=== EXERCISE PROMPT ===
Read the records and gather each line that includes "yellow".

=== LISTED ENTRIES ===
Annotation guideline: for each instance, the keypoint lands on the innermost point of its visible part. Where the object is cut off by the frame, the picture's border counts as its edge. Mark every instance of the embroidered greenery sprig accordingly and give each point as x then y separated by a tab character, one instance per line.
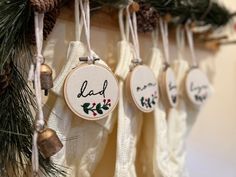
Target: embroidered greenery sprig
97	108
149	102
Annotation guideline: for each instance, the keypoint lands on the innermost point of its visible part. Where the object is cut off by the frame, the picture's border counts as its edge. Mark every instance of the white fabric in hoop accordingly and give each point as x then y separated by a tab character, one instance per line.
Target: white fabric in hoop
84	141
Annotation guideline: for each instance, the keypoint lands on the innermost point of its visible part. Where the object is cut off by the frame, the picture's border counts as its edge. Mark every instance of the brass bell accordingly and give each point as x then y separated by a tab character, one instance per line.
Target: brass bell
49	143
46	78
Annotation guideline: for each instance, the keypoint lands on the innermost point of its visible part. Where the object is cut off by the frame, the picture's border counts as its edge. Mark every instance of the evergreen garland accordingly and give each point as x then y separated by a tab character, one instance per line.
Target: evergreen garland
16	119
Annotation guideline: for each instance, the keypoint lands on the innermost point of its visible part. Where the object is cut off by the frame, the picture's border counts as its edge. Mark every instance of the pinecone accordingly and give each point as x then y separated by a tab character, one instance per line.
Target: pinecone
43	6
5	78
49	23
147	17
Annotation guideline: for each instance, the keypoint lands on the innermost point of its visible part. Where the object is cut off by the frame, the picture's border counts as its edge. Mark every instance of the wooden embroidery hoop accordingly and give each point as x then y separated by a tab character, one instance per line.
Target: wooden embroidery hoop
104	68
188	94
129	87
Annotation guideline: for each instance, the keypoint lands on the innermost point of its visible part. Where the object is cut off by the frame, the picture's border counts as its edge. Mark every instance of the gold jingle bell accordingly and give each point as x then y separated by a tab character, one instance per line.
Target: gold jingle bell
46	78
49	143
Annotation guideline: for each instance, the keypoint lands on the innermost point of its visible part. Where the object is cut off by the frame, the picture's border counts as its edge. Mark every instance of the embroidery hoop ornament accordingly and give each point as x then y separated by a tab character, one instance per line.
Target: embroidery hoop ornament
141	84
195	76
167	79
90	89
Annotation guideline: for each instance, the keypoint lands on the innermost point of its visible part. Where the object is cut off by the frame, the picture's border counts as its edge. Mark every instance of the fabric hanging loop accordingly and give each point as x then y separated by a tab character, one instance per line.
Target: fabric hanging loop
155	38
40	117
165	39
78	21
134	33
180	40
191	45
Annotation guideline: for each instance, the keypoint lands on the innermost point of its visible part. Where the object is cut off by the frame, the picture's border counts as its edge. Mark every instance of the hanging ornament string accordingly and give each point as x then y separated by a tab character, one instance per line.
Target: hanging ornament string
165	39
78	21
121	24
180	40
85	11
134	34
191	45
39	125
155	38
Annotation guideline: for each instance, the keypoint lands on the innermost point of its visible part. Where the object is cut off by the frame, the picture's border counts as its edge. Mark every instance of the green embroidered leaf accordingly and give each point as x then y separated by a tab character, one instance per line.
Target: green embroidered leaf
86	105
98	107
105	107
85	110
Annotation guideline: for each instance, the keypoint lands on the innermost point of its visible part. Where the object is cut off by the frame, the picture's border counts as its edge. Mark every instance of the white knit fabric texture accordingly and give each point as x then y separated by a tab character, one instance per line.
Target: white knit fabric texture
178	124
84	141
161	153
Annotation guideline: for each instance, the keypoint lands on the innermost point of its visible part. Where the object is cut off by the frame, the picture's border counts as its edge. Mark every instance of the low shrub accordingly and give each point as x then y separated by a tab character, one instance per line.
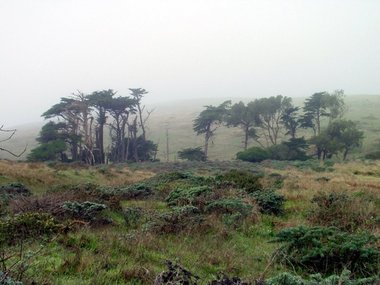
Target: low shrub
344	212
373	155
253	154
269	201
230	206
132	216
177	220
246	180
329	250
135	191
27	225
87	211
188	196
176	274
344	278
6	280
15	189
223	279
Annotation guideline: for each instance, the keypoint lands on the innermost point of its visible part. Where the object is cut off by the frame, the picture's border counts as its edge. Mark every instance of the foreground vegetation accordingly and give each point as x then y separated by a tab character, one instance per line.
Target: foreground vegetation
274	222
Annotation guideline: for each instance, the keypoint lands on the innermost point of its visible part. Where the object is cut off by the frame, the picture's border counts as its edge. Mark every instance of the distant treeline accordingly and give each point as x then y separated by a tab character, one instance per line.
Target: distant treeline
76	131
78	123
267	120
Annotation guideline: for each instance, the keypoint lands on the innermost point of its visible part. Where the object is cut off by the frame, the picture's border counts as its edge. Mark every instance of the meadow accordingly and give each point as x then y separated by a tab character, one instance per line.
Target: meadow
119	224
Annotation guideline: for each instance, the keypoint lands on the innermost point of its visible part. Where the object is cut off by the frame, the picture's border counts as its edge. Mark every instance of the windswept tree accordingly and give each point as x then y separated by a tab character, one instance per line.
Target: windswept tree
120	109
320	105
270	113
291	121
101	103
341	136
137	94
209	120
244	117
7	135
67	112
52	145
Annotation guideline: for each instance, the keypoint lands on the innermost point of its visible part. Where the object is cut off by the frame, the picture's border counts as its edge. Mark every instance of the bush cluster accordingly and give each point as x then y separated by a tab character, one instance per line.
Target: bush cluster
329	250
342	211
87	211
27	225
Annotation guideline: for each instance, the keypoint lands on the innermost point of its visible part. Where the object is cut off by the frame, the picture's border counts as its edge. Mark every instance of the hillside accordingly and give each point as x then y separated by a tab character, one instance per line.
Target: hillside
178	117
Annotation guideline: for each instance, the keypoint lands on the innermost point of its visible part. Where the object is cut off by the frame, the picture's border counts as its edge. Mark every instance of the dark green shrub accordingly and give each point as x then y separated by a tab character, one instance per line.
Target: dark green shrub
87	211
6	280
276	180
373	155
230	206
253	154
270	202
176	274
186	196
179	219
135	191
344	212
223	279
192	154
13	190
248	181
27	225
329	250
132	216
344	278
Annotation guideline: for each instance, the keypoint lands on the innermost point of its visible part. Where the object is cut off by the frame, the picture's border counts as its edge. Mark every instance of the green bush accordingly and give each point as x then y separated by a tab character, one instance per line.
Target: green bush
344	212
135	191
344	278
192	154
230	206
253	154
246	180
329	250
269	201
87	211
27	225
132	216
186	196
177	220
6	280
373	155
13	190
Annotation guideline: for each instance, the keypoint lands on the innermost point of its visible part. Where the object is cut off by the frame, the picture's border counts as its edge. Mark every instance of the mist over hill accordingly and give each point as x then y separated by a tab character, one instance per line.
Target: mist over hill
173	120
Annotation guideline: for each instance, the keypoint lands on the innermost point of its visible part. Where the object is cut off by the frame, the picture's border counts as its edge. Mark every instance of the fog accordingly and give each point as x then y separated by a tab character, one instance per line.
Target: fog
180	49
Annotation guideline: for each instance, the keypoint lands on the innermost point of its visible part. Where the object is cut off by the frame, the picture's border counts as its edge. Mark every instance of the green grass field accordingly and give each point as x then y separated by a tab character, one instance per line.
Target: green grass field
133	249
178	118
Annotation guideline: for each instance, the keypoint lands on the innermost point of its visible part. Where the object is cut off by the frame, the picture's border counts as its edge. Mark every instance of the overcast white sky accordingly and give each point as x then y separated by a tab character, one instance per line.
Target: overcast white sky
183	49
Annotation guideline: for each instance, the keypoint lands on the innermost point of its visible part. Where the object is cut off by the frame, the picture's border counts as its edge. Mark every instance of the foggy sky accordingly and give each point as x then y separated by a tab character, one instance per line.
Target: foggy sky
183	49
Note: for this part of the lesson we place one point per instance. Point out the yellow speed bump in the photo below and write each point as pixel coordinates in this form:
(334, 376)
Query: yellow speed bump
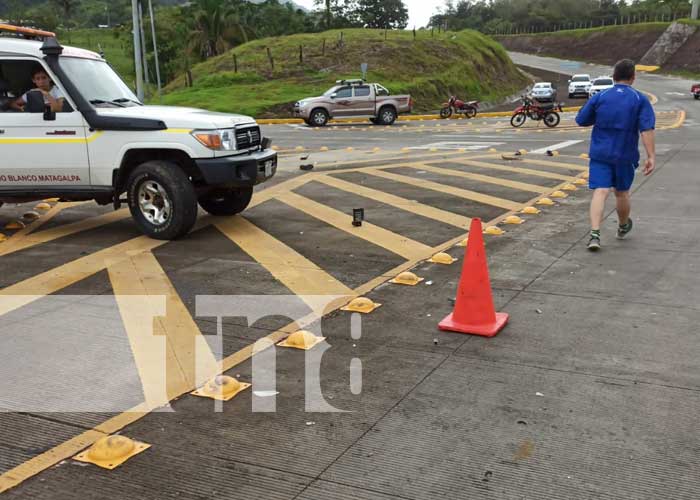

=== EXERCISE SOLUTION ===
Note: for this part of the lesson we place one point per instance. Point out the yellow speed bump in the photo below and write each point as pixel coordinates in this form:
Query: yellow speed bump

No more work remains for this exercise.